**RECORDS FOR THE TASK:**
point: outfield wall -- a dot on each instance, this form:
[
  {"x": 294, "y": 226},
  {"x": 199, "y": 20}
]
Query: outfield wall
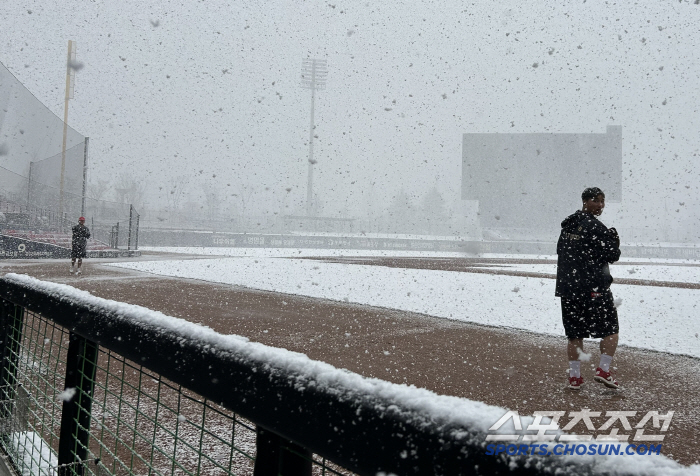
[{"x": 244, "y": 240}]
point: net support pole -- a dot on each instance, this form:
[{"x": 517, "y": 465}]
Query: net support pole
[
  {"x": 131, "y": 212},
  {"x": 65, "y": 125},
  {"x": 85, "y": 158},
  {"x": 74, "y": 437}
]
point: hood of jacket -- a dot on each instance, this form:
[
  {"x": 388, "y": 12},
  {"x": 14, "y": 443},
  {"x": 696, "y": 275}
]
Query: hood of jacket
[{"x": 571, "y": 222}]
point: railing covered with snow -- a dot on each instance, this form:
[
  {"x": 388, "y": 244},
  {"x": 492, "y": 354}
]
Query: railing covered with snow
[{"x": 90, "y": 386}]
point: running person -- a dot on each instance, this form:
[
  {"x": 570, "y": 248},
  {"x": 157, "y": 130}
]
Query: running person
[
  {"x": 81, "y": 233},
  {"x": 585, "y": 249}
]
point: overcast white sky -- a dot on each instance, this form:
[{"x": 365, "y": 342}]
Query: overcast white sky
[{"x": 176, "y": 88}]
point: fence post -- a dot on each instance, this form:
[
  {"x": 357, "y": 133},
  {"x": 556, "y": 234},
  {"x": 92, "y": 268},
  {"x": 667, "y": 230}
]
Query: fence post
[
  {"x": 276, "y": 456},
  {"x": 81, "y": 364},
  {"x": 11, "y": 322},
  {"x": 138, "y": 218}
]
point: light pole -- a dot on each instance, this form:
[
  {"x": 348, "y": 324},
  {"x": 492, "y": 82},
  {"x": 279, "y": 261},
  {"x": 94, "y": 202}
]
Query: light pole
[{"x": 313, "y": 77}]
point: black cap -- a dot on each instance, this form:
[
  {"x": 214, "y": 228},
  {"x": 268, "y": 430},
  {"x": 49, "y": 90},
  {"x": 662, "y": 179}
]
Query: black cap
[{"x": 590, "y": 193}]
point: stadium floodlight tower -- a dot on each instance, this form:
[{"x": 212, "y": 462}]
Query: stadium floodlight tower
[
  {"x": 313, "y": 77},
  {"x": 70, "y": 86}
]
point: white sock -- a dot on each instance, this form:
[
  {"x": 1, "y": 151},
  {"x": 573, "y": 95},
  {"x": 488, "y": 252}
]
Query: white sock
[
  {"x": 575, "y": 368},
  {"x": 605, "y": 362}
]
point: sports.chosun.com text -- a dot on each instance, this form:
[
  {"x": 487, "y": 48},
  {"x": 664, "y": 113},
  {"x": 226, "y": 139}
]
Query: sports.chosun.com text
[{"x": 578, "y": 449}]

**EXERCISE PROMPT:** The records above must be copied exactly, with no pictures carried over.

**RESULT FOR THIS EXERCISE:**
point: outfield wall -- a dot on each instance, this form:
[
  {"x": 294, "y": 226},
  {"x": 199, "y": 20}
]
Query: outfield wall
[{"x": 244, "y": 240}]
point: net support pole -- a dot on each instance, this form:
[{"x": 517, "y": 465}]
Query: net support pole
[
  {"x": 131, "y": 212},
  {"x": 65, "y": 125},
  {"x": 85, "y": 158},
  {"x": 74, "y": 437}
]
point: hood of jacket -- a dot on each instance, this form:
[
  {"x": 388, "y": 12},
  {"x": 14, "y": 443},
  {"x": 696, "y": 275}
]
Query: hood of jacket
[{"x": 571, "y": 222}]
point: railing covered with snow -- a dot on each instance, this form:
[
  {"x": 388, "y": 244},
  {"x": 492, "y": 354}
]
Query: railing covered with snow
[{"x": 90, "y": 386}]
point: running person -- a dot on each instance, this form:
[
  {"x": 570, "y": 248},
  {"x": 157, "y": 130}
]
Query: running person
[
  {"x": 81, "y": 233},
  {"x": 585, "y": 249}
]
point: overcast white sky -- a dot on each instance, this form:
[{"x": 365, "y": 342}]
Query: overcast white sky
[{"x": 176, "y": 88}]
point: fence post -- a dot on each instance, this form:
[
  {"x": 357, "y": 133},
  {"x": 556, "y": 234},
  {"x": 92, "y": 268},
  {"x": 667, "y": 230}
]
Query: fence post
[
  {"x": 276, "y": 456},
  {"x": 81, "y": 364},
  {"x": 11, "y": 322},
  {"x": 138, "y": 218}
]
point: light pole -- a dot on each instance, this form:
[
  {"x": 348, "y": 324},
  {"x": 492, "y": 82},
  {"x": 279, "y": 261},
  {"x": 94, "y": 202}
]
Query: light pole
[{"x": 313, "y": 77}]
point: black cap -- a dot on each instance, this form:
[
  {"x": 214, "y": 228},
  {"x": 268, "y": 430},
  {"x": 49, "y": 90},
  {"x": 662, "y": 179}
]
Query: black cap
[{"x": 590, "y": 193}]
point: stadium floodlight tower -- a dot on each instance, this form:
[{"x": 212, "y": 462}]
Query: stadium floodlight tower
[
  {"x": 313, "y": 77},
  {"x": 70, "y": 86}
]
point: white sock -- a dot on each instance, this form:
[
  {"x": 1, "y": 151},
  {"x": 573, "y": 95},
  {"x": 488, "y": 252}
]
Query: white sock
[
  {"x": 575, "y": 368},
  {"x": 605, "y": 362}
]
point: sports.chosun.com text -- a dot on each instance, this form:
[
  {"x": 487, "y": 48},
  {"x": 664, "y": 113},
  {"x": 226, "y": 139}
]
Query: sports.chosun.com text
[{"x": 578, "y": 449}]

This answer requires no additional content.